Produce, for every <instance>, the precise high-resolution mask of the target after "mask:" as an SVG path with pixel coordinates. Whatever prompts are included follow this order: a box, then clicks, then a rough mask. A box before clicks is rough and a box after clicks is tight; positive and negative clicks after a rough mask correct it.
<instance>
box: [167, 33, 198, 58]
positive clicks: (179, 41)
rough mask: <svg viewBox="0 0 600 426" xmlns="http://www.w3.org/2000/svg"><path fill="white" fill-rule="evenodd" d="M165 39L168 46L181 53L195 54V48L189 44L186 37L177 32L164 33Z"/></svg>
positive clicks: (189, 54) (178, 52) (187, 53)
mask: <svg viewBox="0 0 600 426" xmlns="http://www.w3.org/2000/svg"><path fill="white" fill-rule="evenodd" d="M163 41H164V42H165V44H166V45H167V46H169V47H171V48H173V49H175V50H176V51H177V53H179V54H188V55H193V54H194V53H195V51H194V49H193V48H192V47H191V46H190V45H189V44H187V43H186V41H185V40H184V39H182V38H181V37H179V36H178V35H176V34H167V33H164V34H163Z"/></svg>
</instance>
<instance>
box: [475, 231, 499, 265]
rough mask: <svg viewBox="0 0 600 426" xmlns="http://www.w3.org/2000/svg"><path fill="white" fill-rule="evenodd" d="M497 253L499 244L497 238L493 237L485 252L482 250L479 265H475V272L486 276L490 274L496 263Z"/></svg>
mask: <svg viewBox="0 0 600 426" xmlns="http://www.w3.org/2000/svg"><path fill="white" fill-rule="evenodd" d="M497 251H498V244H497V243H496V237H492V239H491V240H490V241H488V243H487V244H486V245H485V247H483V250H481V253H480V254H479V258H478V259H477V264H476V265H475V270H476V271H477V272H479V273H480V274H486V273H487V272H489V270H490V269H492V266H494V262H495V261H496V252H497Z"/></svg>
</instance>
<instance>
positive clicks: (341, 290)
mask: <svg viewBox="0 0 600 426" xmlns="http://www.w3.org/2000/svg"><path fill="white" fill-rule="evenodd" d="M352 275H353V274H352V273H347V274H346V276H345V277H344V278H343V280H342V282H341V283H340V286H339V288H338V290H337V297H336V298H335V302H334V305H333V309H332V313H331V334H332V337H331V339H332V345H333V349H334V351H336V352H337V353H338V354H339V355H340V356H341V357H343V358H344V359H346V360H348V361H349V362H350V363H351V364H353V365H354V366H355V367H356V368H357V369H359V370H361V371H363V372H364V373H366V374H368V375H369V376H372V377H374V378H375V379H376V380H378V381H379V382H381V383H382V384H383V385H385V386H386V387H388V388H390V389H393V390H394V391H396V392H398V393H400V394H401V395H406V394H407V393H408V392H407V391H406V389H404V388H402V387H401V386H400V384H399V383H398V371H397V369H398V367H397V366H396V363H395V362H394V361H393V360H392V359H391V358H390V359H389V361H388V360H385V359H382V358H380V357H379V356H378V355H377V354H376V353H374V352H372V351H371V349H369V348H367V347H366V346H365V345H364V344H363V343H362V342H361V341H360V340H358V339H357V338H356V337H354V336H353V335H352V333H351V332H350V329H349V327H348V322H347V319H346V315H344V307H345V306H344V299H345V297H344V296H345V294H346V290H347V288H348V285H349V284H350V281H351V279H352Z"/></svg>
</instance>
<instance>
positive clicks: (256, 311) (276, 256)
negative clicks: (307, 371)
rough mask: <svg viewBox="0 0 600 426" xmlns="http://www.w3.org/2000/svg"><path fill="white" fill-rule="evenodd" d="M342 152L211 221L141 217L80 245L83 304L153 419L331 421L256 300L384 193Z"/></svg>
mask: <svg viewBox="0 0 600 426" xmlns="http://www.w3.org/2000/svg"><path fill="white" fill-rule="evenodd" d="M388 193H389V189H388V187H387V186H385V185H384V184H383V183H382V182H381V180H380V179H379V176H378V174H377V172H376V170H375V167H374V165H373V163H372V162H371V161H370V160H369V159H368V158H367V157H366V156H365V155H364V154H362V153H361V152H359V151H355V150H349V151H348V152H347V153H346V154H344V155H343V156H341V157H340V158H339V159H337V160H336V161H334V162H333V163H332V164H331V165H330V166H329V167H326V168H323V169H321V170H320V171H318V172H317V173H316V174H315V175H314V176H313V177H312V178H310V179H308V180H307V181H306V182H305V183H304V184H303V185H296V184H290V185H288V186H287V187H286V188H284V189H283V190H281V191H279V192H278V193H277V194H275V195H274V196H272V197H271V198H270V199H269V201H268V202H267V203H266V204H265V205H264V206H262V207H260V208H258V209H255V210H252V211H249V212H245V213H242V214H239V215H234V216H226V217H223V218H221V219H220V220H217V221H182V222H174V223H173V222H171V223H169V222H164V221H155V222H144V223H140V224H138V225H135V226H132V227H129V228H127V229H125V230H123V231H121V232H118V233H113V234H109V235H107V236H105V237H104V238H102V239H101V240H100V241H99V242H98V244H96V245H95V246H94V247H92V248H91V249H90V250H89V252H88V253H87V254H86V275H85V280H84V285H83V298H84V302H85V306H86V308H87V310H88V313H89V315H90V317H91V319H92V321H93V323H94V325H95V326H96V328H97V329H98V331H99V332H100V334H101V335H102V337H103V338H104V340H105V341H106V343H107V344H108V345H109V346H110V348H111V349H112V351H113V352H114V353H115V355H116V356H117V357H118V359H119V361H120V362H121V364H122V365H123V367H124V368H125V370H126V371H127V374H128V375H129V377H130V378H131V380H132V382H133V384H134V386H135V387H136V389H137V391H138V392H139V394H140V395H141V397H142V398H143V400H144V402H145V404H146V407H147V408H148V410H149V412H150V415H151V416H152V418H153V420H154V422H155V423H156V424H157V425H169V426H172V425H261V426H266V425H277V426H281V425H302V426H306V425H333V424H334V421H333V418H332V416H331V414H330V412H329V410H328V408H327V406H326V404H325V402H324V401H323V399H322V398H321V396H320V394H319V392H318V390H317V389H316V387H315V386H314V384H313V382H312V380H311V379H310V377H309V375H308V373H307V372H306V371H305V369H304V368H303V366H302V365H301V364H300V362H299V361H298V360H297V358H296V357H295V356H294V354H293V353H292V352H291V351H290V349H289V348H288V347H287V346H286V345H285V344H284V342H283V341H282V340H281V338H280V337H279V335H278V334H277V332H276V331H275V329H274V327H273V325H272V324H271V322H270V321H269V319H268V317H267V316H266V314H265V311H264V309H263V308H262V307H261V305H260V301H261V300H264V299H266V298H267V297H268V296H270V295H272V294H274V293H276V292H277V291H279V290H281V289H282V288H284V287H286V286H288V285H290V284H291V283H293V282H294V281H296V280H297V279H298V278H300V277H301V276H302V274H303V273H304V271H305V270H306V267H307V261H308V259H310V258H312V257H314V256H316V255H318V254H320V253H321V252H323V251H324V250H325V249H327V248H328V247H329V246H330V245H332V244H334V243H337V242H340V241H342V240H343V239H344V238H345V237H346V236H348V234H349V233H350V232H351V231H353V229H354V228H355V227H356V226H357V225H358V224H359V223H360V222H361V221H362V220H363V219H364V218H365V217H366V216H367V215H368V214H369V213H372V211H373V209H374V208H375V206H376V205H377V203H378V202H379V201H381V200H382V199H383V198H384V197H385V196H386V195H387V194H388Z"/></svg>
...
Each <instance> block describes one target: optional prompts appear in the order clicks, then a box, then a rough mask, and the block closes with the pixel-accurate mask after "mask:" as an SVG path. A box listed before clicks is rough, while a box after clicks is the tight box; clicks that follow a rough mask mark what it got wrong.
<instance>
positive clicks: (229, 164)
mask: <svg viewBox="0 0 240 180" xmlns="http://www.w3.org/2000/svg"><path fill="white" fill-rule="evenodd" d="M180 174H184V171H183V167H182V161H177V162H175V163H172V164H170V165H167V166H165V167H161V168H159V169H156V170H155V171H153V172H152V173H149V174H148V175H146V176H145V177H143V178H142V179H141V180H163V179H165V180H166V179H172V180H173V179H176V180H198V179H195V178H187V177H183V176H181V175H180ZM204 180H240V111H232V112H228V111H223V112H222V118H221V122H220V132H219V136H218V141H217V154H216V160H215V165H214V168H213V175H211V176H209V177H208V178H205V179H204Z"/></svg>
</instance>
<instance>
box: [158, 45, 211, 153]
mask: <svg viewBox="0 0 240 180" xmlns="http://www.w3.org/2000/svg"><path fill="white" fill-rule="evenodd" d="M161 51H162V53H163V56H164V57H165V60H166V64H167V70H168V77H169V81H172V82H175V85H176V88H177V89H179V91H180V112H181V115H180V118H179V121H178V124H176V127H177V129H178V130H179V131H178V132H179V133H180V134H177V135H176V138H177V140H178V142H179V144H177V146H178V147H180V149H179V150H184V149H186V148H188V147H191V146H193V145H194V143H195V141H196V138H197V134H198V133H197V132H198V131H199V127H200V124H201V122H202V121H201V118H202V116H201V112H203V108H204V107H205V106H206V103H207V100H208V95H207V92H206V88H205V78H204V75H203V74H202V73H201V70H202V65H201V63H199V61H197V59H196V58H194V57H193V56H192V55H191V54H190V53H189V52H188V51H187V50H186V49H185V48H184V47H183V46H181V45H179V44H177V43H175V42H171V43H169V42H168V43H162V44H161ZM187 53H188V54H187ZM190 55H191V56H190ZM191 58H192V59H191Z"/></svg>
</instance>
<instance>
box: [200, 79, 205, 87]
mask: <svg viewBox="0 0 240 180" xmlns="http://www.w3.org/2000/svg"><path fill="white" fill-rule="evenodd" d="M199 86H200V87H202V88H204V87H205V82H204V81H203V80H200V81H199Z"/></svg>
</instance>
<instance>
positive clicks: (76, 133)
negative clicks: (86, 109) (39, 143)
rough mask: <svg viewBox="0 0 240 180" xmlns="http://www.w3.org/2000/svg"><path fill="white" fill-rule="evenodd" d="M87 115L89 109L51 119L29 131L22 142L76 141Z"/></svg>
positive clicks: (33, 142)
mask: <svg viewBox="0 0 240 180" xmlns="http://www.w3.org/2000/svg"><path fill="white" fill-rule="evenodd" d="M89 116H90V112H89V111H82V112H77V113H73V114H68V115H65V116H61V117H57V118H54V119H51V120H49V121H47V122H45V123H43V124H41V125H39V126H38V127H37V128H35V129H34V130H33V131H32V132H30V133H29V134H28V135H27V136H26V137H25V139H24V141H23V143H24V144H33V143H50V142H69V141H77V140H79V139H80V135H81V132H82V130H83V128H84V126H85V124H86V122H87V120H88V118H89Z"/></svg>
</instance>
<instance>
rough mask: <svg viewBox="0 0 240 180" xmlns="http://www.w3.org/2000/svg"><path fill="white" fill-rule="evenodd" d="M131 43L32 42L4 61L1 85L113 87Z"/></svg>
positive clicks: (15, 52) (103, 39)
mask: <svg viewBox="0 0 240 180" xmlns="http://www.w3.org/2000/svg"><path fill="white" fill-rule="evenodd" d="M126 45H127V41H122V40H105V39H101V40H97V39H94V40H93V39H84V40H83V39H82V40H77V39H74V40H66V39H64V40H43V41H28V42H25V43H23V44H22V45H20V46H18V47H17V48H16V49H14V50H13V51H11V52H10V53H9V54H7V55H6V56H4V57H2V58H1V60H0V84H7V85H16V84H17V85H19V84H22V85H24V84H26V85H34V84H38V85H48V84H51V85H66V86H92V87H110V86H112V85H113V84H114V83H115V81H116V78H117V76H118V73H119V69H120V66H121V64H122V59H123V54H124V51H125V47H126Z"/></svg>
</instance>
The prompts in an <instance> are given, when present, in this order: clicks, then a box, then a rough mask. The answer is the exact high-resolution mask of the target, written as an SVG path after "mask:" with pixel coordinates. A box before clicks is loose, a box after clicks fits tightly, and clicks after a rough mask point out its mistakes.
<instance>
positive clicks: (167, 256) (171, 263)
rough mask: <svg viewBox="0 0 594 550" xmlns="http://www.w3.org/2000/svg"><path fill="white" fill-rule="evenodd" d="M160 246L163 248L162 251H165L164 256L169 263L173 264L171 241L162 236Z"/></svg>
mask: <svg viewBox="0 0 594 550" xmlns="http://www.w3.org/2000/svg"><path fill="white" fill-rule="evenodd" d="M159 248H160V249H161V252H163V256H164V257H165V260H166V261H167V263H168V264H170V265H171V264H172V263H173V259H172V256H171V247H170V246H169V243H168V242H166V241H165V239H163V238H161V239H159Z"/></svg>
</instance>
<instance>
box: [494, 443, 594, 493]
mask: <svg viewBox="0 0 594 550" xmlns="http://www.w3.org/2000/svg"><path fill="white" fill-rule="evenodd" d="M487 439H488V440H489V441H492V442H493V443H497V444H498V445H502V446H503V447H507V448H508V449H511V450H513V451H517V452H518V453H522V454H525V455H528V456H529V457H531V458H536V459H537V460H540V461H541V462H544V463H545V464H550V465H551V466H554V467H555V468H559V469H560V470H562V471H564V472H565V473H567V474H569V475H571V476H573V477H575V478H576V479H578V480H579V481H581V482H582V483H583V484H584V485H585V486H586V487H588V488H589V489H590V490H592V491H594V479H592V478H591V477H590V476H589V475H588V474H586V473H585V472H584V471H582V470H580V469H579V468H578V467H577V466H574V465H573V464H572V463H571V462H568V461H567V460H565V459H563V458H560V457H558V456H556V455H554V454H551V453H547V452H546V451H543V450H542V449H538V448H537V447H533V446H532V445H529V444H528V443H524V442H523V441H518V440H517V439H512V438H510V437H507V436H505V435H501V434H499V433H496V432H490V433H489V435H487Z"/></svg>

- EXERCISE DETAILS: Return the lines of the entries above verbatim, from the line with "Produce, for every" up to and including the line with "positive clicks: (189, 54)".

- FINAL ANSWER:
Produce, for every <instance>, the precise high-resolution mask of the target after "mask:" as an SVG path with pixel coordinates. Whatever prompts are included follow this order: a box, then clicks, then a rough mask. A box before clicks is rough and a box after clicks is tight; positive and negative clicks after a rough mask correct it.
<instance>
box: [167, 33, 198, 58]
positive clicks: (179, 41)
rough mask: <svg viewBox="0 0 600 426" xmlns="http://www.w3.org/2000/svg"><path fill="white" fill-rule="evenodd" d="M165 39L168 46L181 53L195 54V48L189 44L186 37L177 32L164 33Z"/></svg>
positive clicks: (189, 54) (178, 52) (187, 53)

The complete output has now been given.